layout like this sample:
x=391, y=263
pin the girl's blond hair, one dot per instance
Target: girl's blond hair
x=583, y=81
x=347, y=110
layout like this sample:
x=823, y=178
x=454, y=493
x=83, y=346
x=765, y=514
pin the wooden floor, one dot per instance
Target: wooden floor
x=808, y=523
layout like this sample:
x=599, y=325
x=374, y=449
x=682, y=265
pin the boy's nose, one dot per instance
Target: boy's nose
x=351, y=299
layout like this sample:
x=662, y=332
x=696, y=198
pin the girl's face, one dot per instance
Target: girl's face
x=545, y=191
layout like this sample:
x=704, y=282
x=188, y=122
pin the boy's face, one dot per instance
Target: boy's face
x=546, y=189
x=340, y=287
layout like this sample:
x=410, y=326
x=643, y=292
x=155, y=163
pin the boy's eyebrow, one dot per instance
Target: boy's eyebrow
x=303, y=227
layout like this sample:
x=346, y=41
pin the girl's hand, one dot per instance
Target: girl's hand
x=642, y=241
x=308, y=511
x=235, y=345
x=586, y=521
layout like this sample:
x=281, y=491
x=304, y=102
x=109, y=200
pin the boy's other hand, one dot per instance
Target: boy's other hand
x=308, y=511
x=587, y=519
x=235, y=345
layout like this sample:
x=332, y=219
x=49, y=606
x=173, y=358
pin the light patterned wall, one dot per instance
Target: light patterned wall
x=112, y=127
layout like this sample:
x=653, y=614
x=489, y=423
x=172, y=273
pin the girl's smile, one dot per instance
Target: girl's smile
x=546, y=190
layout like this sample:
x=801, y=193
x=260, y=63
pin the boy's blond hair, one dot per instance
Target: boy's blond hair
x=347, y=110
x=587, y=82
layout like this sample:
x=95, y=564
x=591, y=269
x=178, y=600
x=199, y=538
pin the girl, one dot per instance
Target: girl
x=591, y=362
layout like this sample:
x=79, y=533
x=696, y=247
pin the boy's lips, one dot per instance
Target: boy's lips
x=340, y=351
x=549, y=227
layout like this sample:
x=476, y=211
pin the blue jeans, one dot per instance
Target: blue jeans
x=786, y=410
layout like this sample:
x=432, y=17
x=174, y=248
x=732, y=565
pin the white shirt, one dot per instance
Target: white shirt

Work to complete — Rewrite the material above with "blond hair" changed to "fair hair" wherever it occurs, leaving every other line as it is.

Solution to the problem —
layout like this sample:
x=391, y=263
pin the girl's fair hair, one dot per instance
Target: girl's fair hair
x=583, y=81
x=347, y=110
layout like this sample:
x=823, y=178
x=454, y=493
x=83, y=346
x=765, y=514
pin the wooden floor, one dot per instance
Target: wooden floor
x=808, y=523
layout like this sample:
x=599, y=325
x=374, y=449
x=682, y=265
pin the boy's nose, one dot per instance
Target: boy's nose
x=351, y=299
layout like this sample:
x=662, y=332
x=696, y=198
pin the girl's face, one dot per instance
Target: girl's face
x=545, y=191
layout like this sample:
x=704, y=282
x=188, y=122
pin the boy's face, one dot per instance
Target: boy's face
x=546, y=189
x=340, y=287
layout like this sample:
x=410, y=326
x=643, y=292
x=155, y=163
pin the boy's eyebrow, one dot per instance
Target: boy's eyebrow
x=303, y=227
layout like this sample:
x=346, y=41
pin the girl's hand, one dot per instance
Target: girl's hand
x=642, y=241
x=308, y=511
x=235, y=345
x=586, y=521
layout like this sample:
x=281, y=491
x=304, y=102
x=109, y=200
pin the boy's other hand, one dot per instance
Target: boy's other hand
x=308, y=511
x=587, y=519
x=235, y=345
layout like this sample:
x=332, y=219
x=49, y=606
x=173, y=358
pin the light patterned wall, one dot per instance
Target: light patterned wall
x=112, y=127
layout like this sample:
x=653, y=614
x=489, y=423
x=172, y=273
pin the girl's smile, one dot per instance
Target: girl's smile
x=546, y=190
layout like this sample:
x=801, y=193
x=260, y=63
pin the boy's fair hair, one dot per instance
Target: boy's fair hair
x=347, y=110
x=587, y=82
layout like this sample:
x=95, y=564
x=591, y=269
x=178, y=600
x=199, y=538
pin the girl, one dot per instance
Target: girl
x=591, y=362
layout like this sample:
x=79, y=533
x=696, y=247
pin the boy's lips, one dot per instance
Target: boy's lips
x=340, y=351
x=549, y=227
layout like this sample:
x=476, y=211
pin the blue jeans, one dot per instance
Target: blue jeans
x=786, y=410
layout like this sample:
x=432, y=17
x=174, y=248
x=732, y=565
pin the white shirt, one dot per instance
Target: white shirt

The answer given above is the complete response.